:: What the task asks ::
Write out every line of the records below word for word, omitting the pictures.

:: Data extracts ::

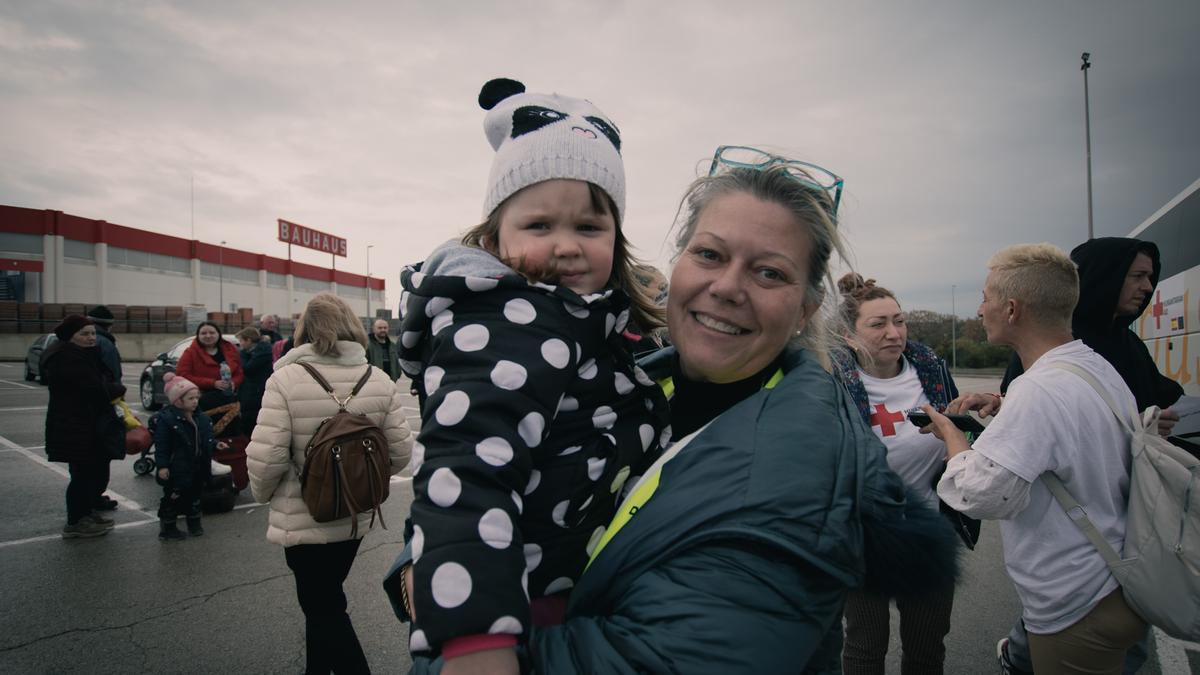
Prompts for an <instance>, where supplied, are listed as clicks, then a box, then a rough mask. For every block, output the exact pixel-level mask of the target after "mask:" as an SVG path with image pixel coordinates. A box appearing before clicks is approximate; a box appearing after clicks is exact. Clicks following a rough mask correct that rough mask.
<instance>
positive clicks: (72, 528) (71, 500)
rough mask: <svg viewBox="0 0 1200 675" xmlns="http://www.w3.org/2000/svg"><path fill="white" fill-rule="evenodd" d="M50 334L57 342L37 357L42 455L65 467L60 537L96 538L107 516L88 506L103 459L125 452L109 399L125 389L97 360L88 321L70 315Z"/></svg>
mask: <svg viewBox="0 0 1200 675" xmlns="http://www.w3.org/2000/svg"><path fill="white" fill-rule="evenodd" d="M54 334H55V336H58V339H59V341H58V342H55V344H54V346H53V347H50V348H49V350H48V351H47V352H46V356H44V357H42V372H44V377H46V382H47V384H49V389H50V401H49V405H48V407H47V410H46V455H47V456H48V458H49V460H50V461H65V462H67V466H68V467H70V471H71V482H70V483H68V484H67V495H66V500H67V524H66V526H64V527H62V538H65V539H66V538H74V537H100V536H102V534H107V533H108V531H109V530H112V527H113V520H112V519H109V518H106V516H103V515H101V514H100V513H98V512H96V510H94V508H95V506H96V503H97V500H98V498H100V496H101V492H102V491H103V489H104V485H107V484H108V462H109V461H112V460H113V459H118V458H120V456H124V454H125V426H124V425H122V424H121V420H120V418H119V417H116V413H115V412H114V411H113V406H112V402H110V401H112V400H113V399H115V398H118V396H124V395H125V387H124V386H122V384H120V383H119V382H114V381H113V378H112V376H110V375H108V371H107V370H106V369H104V365H103V364H102V363H101V358H100V348H98V347H97V346H96V327H95V325H94V324H92V322H91V319H89V318H86V317H84V316H80V315H71V316H68V317H66V318H64V319H62V323H60V324H59V325H58V327H56V328H55V329H54Z"/></svg>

:: Output ::
Prompts for an <instance>, where supplied, are listed as clicks, then a box, then a rough mask. For every block, output the exact pixel-level mask of the target after "mask:" as an SVG path with image pixel coordinates. A box appearing before clicks is approximate; a box appearing after clicks is exact. Clicks following a rough mask correct that rough mask.
<instance>
positive clicks: (72, 528) (71, 500)
rough mask: <svg viewBox="0 0 1200 675" xmlns="http://www.w3.org/2000/svg"><path fill="white" fill-rule="evenodd" d="M50 334L57 342L37 357L42 455L65 467L60 537L96 538L107 516L88 506L103 459L125 452L109 399L125 389L97 360L88 321L70 315Z"/></svg>
mask: <svg viewBox="0 0 1200 675" xmlns="http://www.w3.org/2000/svg"><path fill="white" fill-rule="evenodd" d="M54 334H55V336H58V339H59V341H58V342H55V344H54V346H53V347H50V348H49V350H48V351H47V352H46V356H44V357H42V372H44V377H46V382H47V384H49V389H50V401H49V405H48V407H47V410H46V455H47V456H48V458H49V460H50V461H65V462H67V466H68V467H70V471H71V482H70V483H68V484H67V495H66V500H67V524H66V526H64V527H62V538H65V539H66V538H74V537H100V536H102V534H107V533H108V531H109V530H112V527H113V520H112V519H109V518H106V516H103V515H101V514H100V513H98V512H96V510H94V508H95V506H96V503H97V500H98V498H100V496H101V492H102V491H103V489H104V485H107V484H108V462H109V461H112V460H113V459H118V458H120V456H124V454H125V426H124V425H122V424H121V420H120V418H119V417H116V413H115V412H114V411H113V406H112V402H110V401H112V400H113V399H115V398H118V396H124V395H125V387H124V386H122V384H120V383H119V382H114V381H113V378H112V376H110V375H108V371H107V370H106V369H104V365H103V364H102V363H101V358H100V348H98V347H97V346H96V327H95V325H94V324H92V322H91V319H89V318H86V317H84V316H80V315H71V316H68V317H66V318H64V319H62V323H60V324H59V325H58V327H56V328H55V329H54Z"/></svg>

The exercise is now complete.